*** Material provided Section Begins ***
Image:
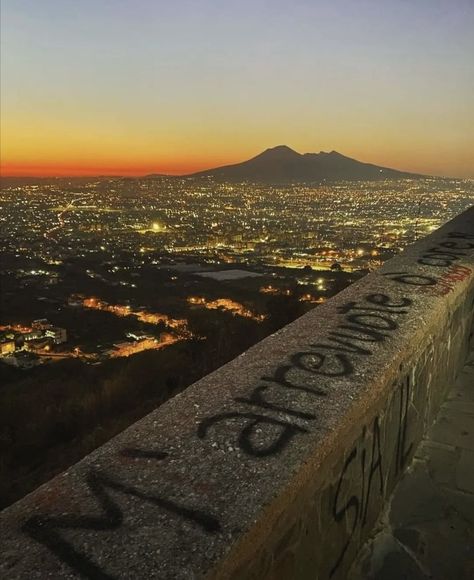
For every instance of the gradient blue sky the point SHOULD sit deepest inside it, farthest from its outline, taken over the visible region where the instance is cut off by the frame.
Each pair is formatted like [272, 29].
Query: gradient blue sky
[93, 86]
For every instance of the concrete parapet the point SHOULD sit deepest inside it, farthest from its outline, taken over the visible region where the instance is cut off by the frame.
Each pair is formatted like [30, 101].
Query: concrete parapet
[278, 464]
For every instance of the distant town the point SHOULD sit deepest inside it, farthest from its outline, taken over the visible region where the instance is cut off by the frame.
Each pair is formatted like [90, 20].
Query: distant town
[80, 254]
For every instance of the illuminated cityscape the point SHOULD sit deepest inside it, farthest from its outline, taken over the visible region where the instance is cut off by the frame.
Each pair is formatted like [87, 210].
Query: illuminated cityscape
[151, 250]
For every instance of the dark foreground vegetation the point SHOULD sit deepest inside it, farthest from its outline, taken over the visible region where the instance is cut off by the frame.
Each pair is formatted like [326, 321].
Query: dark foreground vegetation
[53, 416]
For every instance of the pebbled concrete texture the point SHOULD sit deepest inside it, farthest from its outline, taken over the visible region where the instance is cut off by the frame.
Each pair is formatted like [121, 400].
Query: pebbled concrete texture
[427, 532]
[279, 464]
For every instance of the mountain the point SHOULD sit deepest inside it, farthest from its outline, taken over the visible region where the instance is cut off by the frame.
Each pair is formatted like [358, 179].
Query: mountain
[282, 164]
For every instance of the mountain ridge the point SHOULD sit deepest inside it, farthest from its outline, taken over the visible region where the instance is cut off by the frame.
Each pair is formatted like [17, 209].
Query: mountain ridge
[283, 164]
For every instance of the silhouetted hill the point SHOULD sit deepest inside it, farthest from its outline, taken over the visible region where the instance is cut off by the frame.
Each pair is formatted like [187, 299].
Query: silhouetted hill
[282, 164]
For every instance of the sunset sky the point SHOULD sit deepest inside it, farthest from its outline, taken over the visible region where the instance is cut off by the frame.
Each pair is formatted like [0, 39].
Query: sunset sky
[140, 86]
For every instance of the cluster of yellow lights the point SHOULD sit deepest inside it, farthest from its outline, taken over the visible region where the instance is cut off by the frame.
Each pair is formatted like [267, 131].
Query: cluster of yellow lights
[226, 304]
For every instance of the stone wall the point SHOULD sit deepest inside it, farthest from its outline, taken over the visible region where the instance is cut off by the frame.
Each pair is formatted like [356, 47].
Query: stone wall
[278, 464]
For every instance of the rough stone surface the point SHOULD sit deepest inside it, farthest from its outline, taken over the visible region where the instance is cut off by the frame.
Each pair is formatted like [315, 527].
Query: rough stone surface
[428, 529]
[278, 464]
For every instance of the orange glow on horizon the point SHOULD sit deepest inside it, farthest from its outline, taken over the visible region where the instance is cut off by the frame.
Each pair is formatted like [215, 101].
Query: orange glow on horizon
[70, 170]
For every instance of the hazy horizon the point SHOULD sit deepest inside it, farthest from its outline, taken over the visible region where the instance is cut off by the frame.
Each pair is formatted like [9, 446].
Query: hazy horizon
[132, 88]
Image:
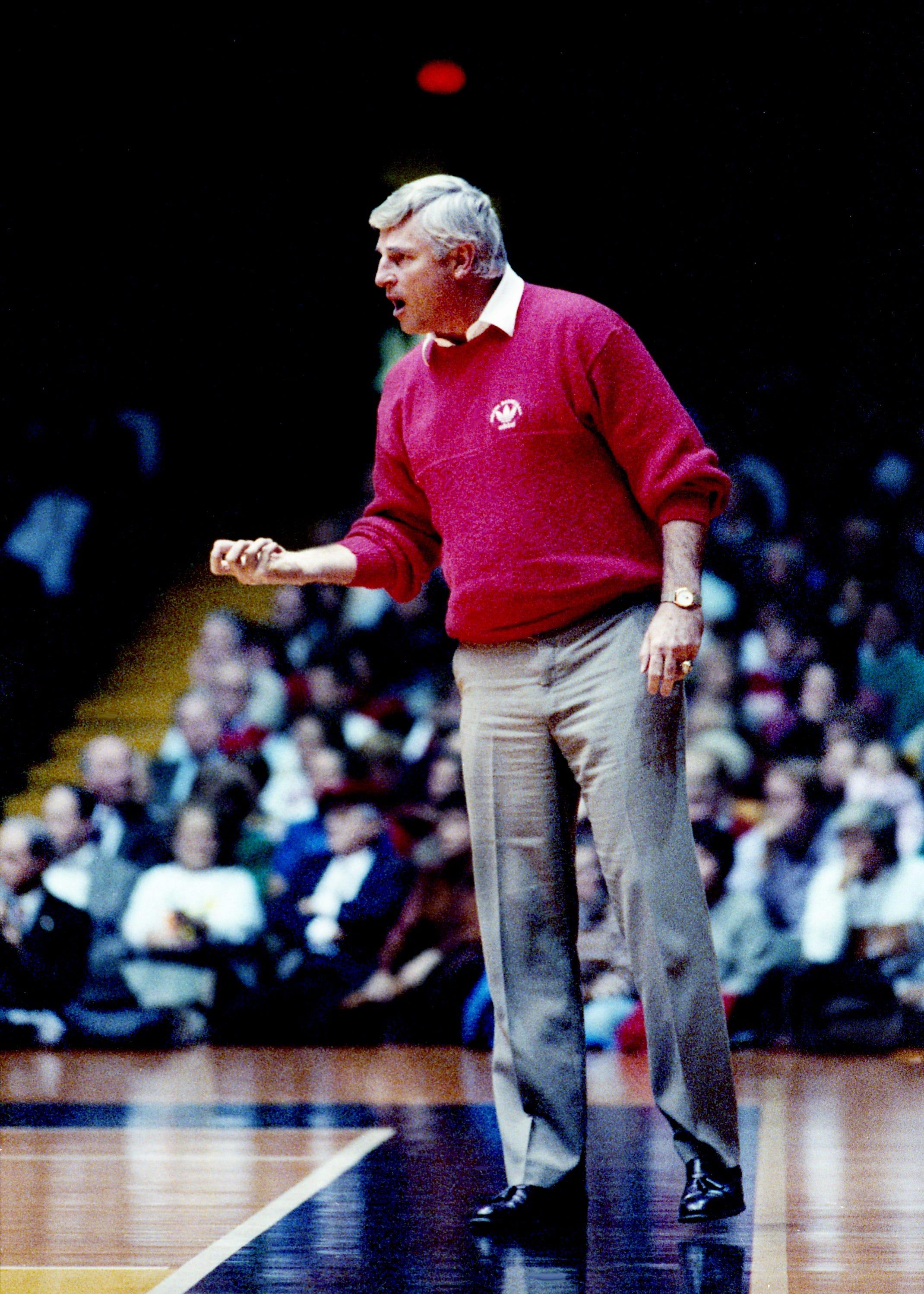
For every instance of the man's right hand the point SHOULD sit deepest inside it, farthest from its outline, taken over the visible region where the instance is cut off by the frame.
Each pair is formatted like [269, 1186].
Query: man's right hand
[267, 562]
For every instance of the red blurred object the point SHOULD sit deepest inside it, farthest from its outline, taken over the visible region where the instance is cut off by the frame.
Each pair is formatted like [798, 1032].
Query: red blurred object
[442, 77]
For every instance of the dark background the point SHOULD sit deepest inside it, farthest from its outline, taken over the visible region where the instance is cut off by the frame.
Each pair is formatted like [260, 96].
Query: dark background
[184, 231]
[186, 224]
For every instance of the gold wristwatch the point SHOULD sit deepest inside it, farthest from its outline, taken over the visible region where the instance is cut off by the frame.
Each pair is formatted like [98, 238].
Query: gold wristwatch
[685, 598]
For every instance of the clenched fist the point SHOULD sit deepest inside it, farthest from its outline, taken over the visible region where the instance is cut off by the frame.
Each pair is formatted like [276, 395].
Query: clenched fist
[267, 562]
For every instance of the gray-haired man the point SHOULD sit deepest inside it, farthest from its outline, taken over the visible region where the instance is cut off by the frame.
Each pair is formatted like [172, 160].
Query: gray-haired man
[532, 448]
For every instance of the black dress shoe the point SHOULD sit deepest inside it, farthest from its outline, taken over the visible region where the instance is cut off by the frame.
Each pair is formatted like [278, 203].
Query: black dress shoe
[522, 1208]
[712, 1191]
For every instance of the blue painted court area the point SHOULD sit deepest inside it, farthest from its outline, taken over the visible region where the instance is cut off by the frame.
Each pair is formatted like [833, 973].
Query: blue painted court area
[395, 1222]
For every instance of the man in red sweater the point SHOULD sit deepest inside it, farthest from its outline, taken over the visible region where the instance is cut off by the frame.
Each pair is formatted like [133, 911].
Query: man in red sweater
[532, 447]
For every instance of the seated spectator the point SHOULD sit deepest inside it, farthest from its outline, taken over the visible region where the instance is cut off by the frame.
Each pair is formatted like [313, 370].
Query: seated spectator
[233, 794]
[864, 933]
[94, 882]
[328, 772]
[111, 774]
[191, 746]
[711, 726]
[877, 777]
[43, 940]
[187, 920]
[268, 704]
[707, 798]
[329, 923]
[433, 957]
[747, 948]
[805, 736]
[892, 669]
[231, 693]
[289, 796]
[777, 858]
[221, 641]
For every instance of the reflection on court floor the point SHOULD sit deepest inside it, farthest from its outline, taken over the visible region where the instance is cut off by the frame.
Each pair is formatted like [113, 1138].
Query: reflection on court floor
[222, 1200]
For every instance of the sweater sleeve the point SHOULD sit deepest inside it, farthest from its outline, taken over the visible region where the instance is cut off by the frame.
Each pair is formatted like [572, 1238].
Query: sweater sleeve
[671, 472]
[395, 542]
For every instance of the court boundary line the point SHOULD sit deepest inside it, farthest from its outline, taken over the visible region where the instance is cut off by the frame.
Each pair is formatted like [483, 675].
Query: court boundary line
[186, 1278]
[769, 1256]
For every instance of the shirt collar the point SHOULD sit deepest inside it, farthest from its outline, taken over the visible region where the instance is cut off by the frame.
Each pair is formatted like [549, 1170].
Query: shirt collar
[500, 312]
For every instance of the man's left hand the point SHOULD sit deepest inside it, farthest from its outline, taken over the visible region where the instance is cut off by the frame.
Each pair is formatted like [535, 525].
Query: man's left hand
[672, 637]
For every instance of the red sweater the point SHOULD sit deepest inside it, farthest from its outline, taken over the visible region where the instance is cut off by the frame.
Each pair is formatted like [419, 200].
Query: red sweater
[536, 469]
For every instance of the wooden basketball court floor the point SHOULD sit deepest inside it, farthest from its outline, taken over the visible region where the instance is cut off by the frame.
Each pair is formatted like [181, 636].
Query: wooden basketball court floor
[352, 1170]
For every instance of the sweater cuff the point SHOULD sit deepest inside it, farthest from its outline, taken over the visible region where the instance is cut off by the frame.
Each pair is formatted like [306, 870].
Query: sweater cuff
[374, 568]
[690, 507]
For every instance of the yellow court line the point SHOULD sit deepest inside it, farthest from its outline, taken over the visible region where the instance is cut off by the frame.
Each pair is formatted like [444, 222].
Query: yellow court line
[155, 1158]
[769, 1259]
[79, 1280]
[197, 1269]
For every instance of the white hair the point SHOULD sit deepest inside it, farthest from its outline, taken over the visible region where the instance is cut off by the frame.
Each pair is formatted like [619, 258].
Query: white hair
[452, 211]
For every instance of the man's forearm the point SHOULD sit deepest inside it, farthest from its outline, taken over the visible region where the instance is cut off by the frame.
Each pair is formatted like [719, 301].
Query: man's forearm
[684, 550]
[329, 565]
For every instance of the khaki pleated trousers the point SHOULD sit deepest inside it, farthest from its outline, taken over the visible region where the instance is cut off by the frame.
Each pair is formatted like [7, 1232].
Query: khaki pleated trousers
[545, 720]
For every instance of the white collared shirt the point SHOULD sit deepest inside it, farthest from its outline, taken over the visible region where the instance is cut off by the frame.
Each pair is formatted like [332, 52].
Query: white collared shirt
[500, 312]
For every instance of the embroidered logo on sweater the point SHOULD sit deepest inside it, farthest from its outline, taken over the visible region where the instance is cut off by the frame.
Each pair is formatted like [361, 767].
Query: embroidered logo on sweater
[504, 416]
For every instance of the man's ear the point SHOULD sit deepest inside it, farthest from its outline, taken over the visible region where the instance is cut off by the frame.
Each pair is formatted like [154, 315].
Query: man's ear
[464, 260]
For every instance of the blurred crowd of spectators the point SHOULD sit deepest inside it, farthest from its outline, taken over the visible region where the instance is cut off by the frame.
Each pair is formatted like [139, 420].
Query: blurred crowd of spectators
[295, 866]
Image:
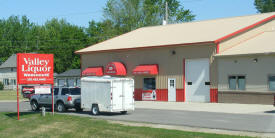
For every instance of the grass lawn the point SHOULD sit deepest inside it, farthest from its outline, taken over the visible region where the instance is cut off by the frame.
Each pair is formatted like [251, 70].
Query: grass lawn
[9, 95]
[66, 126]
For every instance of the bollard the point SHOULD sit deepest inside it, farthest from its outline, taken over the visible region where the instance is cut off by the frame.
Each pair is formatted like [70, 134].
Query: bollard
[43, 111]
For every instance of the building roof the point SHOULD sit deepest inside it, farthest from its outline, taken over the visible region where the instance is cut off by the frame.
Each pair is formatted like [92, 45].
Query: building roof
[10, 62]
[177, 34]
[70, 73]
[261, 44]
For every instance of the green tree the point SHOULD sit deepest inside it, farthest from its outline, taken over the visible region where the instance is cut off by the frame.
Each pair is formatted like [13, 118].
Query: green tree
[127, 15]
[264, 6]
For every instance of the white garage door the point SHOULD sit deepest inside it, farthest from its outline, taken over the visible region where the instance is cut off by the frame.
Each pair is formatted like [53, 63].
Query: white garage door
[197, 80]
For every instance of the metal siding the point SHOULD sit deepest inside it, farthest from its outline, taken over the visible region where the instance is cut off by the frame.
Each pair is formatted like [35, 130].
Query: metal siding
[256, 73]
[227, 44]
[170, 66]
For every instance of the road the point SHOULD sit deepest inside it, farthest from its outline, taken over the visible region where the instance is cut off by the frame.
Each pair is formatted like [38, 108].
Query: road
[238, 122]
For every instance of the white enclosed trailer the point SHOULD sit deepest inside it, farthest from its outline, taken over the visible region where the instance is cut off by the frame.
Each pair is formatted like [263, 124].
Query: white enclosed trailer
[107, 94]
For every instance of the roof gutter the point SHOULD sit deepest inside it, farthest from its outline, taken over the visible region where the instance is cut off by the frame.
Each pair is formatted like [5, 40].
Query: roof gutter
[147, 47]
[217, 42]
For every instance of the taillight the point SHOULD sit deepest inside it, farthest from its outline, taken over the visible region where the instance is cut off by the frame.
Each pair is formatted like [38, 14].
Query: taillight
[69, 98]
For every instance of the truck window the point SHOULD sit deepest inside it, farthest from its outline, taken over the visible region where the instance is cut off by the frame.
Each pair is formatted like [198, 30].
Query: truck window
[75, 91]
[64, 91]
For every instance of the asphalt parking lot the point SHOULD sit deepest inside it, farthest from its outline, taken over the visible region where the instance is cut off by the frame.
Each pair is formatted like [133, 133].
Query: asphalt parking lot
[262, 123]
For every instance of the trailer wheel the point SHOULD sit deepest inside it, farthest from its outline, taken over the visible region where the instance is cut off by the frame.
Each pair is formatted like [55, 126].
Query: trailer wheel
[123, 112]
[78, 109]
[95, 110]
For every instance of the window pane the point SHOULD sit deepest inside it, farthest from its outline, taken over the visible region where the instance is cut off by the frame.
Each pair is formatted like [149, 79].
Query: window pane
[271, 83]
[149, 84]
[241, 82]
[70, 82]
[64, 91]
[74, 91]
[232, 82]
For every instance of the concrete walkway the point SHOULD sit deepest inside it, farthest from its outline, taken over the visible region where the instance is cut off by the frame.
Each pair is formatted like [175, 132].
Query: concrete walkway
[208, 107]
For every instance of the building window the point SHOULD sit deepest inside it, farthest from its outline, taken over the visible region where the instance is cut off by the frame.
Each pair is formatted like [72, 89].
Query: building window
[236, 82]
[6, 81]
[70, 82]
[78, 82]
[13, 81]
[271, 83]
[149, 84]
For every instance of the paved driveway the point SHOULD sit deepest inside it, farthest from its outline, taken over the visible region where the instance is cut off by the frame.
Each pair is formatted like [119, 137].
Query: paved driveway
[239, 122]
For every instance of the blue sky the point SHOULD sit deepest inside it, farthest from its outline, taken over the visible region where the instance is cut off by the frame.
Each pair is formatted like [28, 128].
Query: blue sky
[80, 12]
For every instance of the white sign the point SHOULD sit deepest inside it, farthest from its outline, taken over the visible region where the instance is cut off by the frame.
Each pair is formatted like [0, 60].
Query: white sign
*** Material provided Section Ends ***
* **Task objective**
From the first line above to the line containing "For every instance of the dark foreground", repeat each line exactly. Pictures stay out.

* **Reply**
Image:
For every instance of the gradient blue sky the point SHOULD sit deepest inside it, farthest from its outline, taken over the visible region where the instance is cut off by the frame.
Each pair is formatted like [272, 29].
Query: gradient blue sky
[93, 86]
For every instance of the concrete parapet the point SHOULD sit deepest inside it, farthest from its outline, taken over the visible region where the instance is cut off by the frame.
Each pair is formatted like [30, 101].
Query: concrete parapet
[278, 464]
For every instance of the distant town the point SHOULD sit deepest inside it, farthest from its outline, taken over the visible region where the instance is cut off by the frame.
Each pair is formatted like [90, 20].
Query: distant town
[80, 254]
For every instance of the illuminated cityscape the point SHOULD sit deepest inside it, farthest from its outline, taken over the visible region where the instance is cut off by the frame.
Each pair is formatted like [87, 210].
Query: illuminated cityscape
[151, 250]
For every instance of the dark foreground vegetation the point SHOULD sit deepest inside it, farthest from its outline, taken over the visible region where the instance is cut off by the frame.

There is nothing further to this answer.